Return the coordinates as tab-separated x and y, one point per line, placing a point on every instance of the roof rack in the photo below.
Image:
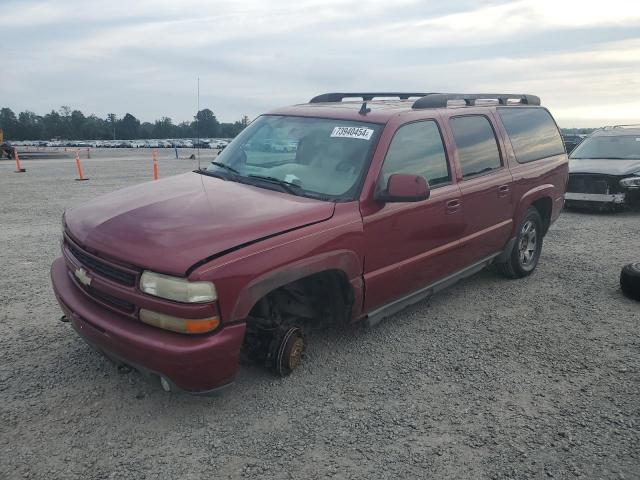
338	97
627	125
440	100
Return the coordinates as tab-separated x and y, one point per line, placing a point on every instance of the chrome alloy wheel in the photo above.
528	243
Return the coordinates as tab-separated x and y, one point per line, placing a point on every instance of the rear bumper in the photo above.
191	363
617	198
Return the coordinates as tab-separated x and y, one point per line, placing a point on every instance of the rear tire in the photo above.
525	254
630	280
289	349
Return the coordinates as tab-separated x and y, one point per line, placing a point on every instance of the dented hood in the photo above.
604	166
171	224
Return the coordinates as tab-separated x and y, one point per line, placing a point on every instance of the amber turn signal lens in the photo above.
180	325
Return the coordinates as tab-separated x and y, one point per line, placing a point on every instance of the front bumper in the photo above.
615	198
196	363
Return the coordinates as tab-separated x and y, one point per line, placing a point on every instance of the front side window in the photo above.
417	149
314	157
532	131
619	147
477	145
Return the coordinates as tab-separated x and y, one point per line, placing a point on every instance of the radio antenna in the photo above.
198	123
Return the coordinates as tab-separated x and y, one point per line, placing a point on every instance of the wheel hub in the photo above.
528	243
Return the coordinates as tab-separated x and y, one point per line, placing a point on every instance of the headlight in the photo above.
176	324
178	289
631	182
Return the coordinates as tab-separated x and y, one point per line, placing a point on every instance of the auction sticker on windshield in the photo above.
352	132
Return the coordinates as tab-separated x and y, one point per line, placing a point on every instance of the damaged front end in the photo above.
593	190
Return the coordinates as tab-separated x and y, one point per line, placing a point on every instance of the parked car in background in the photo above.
604	170
173	277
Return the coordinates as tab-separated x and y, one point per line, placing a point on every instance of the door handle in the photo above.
453	205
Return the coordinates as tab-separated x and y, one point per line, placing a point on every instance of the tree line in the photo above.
70	124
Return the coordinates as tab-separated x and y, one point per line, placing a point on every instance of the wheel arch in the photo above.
541	198
344	266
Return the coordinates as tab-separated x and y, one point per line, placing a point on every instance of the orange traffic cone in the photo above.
19	168
156	175
81	176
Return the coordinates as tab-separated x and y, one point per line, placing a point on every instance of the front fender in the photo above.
345	262
246	275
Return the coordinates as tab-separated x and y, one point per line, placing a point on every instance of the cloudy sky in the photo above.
143	56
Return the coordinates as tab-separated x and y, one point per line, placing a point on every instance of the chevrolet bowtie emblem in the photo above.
82	276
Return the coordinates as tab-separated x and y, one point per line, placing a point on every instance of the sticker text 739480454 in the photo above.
352	132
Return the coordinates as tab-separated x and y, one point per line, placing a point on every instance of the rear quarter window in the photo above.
533	133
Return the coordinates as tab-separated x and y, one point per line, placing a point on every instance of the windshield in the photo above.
622	147
313	157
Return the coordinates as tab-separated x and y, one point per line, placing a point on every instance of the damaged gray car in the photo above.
604	170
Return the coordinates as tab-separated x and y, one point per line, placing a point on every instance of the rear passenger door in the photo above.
485	184
412	244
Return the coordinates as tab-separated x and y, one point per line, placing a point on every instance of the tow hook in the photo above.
123	369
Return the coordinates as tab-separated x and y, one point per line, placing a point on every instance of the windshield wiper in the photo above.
289	187
226	167
202	171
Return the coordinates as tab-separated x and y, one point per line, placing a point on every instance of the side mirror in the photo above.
404	188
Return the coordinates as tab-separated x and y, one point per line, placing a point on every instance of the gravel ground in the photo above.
533	378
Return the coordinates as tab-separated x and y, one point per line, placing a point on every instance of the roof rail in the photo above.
627	125
440	100
338	97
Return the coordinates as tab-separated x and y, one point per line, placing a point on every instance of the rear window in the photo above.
533	133
477	145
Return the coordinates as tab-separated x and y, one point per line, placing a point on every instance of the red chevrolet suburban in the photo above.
347	208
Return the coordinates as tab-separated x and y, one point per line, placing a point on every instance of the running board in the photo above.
377	315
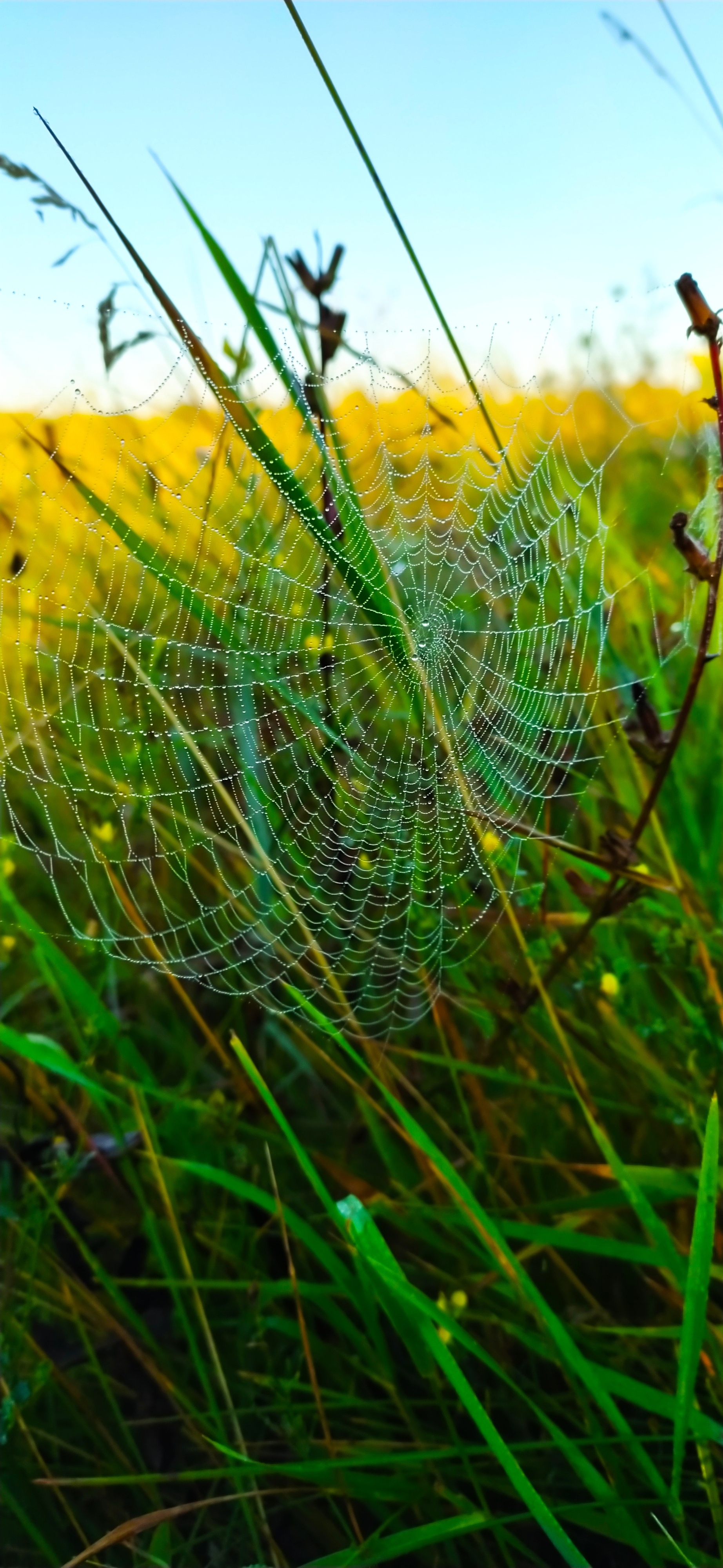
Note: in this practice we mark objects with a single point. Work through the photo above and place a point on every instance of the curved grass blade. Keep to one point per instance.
(503, 1255)
(694, 1318)
(382, 1260)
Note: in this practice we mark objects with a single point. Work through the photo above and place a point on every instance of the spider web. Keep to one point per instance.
(217, 753)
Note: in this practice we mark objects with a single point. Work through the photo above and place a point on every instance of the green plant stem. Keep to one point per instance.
(404, 238)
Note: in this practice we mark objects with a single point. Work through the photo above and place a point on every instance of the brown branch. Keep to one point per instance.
(707, 325)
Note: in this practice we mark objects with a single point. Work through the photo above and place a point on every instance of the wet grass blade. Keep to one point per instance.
(503, 1257)
(694, 1318)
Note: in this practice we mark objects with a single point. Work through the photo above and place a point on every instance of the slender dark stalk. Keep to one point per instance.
(692, 64)
(404, 238)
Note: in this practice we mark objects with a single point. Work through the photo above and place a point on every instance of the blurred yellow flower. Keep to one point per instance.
(611, 985)
(443, 1305)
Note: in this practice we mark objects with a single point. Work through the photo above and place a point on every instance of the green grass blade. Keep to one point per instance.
(694, 1318)
(53, 1059)
(249, 1192)
(402, 234)
(650, 1221)
(95, 1018)
(10, 1501)
(382, 1260)
(363, 575)
(495, 1244)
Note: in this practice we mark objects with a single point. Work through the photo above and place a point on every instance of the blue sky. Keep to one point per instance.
(537, 164)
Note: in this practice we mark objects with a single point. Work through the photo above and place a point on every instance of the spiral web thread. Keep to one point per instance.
(283, 800)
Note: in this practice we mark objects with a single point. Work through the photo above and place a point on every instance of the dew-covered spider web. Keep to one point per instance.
(253, 752)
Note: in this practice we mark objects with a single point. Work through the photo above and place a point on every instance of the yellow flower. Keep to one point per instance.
(611, 985)
(106, 833)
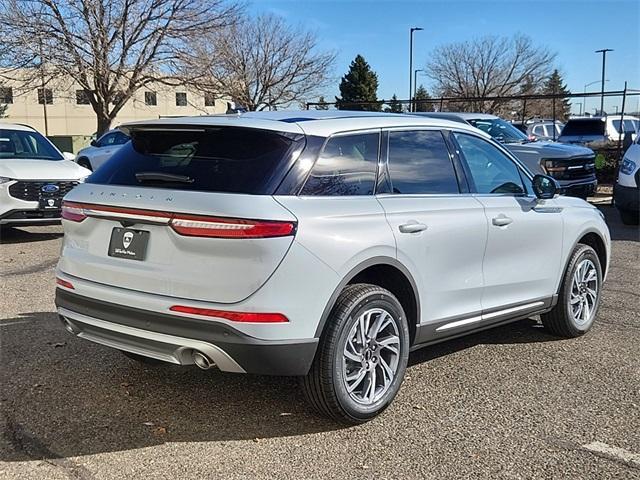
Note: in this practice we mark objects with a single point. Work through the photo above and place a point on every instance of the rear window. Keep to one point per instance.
(225, 159)
(584, 127)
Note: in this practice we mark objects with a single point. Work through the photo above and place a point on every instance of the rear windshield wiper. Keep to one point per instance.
(162, 177)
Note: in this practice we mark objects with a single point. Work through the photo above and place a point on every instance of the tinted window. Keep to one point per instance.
(16, 144)
(584, 127)
(227, 159)
(491, 170)
(419, 162)
(346, 166)
(499, 129)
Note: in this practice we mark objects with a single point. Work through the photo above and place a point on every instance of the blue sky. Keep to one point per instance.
(379, 30)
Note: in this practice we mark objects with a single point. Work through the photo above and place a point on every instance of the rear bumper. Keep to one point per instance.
(173, 338)
(626, 198)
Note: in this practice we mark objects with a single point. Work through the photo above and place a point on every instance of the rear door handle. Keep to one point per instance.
(501, 220)
(412, 227)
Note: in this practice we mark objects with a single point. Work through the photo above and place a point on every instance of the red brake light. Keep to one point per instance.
(184, 224)
(64, 283)
(228, 228)
(233, 316)
(73, 211)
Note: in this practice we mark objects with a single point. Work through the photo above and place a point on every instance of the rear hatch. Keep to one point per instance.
(184, 213)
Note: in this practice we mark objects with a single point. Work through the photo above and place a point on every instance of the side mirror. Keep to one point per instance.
(545, 187)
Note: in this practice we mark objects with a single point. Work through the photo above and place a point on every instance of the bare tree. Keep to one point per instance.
(260, 62)
(488, 67)
(110, 48)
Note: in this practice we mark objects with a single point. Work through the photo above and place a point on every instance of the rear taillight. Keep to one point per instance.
(73, 211)
(183, 224)
(228, 228)
(246, 317)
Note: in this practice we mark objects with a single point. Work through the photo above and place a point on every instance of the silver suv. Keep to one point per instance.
(326, 245)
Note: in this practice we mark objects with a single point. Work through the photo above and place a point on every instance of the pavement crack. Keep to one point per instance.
(31, 446)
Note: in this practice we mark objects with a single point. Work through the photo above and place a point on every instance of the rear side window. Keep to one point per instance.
(419, 162)
(346, 166)
(225, 159)
(584, 127)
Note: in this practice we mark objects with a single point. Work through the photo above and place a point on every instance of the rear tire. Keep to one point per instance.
(579, 296)
(630, 218)
(362, 356)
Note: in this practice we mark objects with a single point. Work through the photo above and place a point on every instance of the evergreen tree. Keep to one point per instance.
(394, 105)
(420, 105)
(322, 107)
(360, 84)
(555, 85)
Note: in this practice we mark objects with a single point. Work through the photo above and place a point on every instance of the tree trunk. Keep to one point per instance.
(104, 124)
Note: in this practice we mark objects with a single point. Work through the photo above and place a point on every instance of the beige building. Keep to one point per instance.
(69, 112)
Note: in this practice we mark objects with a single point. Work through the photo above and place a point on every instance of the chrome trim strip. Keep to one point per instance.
(149, 219)
(221, 358)
(489, 316)
(459, 323)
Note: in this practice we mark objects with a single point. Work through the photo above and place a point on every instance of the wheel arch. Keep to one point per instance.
(386, 272)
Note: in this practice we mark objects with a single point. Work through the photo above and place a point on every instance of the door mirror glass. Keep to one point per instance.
(544, 187)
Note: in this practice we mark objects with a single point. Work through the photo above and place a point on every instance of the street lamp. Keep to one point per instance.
(585, 91)
(413, 29)
(604, 60)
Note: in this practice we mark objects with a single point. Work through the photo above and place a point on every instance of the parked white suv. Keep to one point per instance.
(326, 245)
(34, 176)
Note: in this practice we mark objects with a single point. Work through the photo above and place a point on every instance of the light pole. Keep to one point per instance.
(604, 62)
(585, 91)
(413, 29)
(415, 81)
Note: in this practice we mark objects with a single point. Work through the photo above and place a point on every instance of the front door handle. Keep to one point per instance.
(501, 220)
(412, 227)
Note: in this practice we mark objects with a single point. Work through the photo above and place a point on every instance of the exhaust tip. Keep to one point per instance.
(201, 360)
(69, 327)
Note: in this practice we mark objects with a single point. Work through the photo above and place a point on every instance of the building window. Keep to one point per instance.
(181, 99)
(6, 95)
(151, 99)
(209, 100)
(45, 95)
(82, 97)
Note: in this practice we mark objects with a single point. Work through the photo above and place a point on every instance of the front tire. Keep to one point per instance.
(579, 296)
(362, 356)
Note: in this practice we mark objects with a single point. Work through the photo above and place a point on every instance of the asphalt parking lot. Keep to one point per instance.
(513, 402)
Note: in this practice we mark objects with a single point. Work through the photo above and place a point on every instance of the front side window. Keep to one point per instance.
(419, 162)
(491, 170)
(346, 166)
(16, 144)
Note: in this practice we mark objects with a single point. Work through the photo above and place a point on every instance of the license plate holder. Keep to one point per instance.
(128, 243)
▬▬▬▬▬▬
Reproduce verbatim the span of rows that begins at the line containing "holder. Keep to one point per instance." and runs through the last line of the rows, including both ends.

→ Solution below:
Note: in this practice we mark objects with a single point. Work through the photo above and place a point on every instance of the license plate holder. Keep to one point per instance.
(128, 243)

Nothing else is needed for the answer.